Aim of the exercise - Please report each line in the material below that includes "downspout".

□ □ □ □ □ □ □

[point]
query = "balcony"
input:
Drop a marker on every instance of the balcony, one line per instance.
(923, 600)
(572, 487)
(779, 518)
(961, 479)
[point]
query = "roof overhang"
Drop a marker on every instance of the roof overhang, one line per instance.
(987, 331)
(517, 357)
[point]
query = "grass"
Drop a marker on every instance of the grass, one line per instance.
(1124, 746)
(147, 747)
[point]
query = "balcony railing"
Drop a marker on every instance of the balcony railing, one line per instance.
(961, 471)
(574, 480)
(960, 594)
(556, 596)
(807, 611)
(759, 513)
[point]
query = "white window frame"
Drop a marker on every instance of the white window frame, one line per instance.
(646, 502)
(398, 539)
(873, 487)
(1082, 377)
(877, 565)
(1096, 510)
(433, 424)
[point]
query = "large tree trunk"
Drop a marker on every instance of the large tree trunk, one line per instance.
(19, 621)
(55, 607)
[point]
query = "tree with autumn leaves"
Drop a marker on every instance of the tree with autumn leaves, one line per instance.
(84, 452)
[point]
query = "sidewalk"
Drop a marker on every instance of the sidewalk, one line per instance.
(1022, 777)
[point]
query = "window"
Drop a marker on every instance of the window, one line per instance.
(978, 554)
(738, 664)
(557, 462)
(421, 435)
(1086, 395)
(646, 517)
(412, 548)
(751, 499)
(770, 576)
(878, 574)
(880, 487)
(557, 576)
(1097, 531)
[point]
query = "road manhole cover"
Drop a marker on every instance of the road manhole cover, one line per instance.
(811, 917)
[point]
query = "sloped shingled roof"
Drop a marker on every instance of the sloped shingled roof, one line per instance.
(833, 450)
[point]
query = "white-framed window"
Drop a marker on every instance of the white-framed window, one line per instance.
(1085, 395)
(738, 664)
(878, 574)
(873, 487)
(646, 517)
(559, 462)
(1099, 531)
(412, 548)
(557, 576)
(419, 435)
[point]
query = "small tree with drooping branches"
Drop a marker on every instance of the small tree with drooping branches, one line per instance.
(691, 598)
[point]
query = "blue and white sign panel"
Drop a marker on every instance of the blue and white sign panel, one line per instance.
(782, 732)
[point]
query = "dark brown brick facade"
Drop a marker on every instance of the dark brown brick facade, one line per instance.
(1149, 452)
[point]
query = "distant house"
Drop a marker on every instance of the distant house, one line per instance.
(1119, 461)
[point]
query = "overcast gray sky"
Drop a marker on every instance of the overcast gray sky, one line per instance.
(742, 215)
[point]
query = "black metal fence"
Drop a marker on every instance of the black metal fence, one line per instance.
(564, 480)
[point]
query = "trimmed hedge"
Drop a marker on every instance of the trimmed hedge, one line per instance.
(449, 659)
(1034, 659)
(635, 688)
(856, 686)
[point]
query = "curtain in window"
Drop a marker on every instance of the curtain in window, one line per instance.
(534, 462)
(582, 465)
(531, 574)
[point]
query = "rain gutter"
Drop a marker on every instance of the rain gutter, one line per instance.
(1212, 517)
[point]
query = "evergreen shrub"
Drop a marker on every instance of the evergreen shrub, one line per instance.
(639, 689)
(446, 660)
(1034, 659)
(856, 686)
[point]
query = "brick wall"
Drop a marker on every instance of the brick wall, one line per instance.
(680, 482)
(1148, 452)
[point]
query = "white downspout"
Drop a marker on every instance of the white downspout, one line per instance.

□ □ □ □ □ □ □

Exercise output -
query = "white downspout"
Drop a marker on every instance of the white downspout, one line per instance.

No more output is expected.